[GIVEN RECORDS]
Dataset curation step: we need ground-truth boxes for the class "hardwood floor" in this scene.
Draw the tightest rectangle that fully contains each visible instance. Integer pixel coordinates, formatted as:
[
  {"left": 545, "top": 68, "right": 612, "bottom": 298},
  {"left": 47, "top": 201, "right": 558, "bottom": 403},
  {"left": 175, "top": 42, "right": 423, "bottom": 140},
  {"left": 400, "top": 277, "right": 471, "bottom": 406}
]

[REQUIRED WORK]
Rewrite the records with "hardwood floor" changed to "parquet floor" and everything else left as it is.

[ANSWER TO THIS TASK]
Dataset curation step: we need ground-truth boxes for the class "parquet floor" in this scene.
Draw the tightest rectangle that fully contains each visible instance. Integer pixel coordinates, formatted as:
[
  {"left": 545, "top": 68, "right": 612, "bottom": 298},
  {"left": 47, "top": 201, "right": 558, "bottom": 403},
  {"left": 175, "top": 42, "right": 423, "bottom": 140},
  {"left": 400, "top": 277, "right": 471, "bottom": 406}
]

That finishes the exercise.